Referring expression data

__________

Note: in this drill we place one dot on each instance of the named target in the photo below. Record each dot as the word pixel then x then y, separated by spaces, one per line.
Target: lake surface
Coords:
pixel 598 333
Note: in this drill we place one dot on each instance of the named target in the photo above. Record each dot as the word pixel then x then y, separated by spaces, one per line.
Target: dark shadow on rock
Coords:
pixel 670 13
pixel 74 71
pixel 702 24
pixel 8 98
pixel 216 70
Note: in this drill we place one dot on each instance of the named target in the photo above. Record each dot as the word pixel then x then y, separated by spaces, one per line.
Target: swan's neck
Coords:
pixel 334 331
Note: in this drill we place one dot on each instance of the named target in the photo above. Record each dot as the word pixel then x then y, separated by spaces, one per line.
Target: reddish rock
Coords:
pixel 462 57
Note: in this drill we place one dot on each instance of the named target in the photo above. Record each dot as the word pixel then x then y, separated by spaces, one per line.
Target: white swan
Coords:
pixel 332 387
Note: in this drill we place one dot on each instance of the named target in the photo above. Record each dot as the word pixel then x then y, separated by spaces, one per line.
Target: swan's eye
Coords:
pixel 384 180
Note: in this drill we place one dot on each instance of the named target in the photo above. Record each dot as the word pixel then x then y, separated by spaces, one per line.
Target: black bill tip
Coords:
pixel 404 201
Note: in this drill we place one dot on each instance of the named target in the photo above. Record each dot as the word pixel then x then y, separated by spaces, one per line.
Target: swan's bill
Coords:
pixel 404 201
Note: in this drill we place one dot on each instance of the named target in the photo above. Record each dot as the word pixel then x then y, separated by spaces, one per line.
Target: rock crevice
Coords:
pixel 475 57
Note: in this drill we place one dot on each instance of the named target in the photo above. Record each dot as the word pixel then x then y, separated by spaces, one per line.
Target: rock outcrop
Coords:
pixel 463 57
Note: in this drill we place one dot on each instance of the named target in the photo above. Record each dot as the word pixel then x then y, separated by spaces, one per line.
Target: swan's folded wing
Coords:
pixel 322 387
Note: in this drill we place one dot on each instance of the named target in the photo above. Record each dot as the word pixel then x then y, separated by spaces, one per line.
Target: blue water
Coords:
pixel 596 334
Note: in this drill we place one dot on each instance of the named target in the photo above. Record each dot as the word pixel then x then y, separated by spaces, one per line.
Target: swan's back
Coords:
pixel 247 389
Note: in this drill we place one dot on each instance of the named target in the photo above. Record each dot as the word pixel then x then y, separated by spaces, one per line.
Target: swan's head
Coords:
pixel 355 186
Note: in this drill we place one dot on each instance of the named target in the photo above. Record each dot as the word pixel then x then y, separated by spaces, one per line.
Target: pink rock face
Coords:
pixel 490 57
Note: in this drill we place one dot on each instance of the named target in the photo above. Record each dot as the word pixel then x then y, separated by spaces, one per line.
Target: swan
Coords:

__________

• [Work to complete]: Each line in which the string "bill" is found must be copied from the data.

• [Solution to the exercise]:
Target: black bill tip
Target: swan's bill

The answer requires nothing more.